WHAT IS NEEDED
Could you restate all of the records exactly, leaving out the pictures?

*** Opening GIVEN DATA ***

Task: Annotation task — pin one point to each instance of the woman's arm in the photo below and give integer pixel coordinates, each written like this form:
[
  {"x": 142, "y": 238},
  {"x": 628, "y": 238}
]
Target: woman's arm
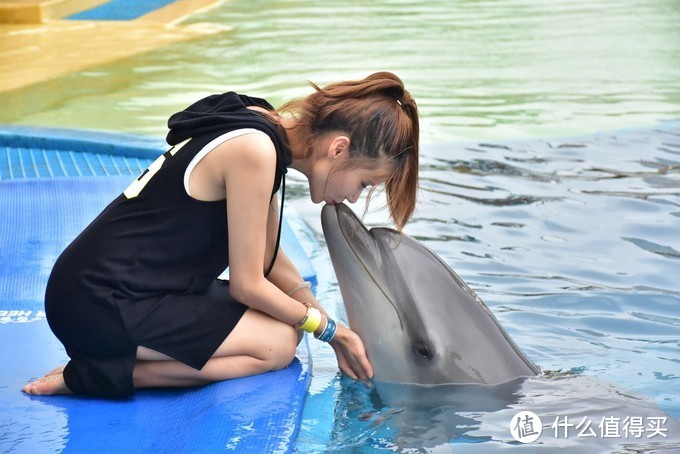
[
  {"x": 347, "y": 345},
  {"x": 244, "y": 168}
]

*** Closing GIVEN DATA ***

TASK RESPONSE
Task: Annotation task — pin one point to each instance of the woman's arm in the photo below and give integer pixel coordinates, each written like this form:
[
  {"x": 142, "y": 238},
  {"x": 628, "y": 238}
]
Target: woman's arm
[
  {"x": 347, "y": 345},
  {"x": 244, "y": 168}
]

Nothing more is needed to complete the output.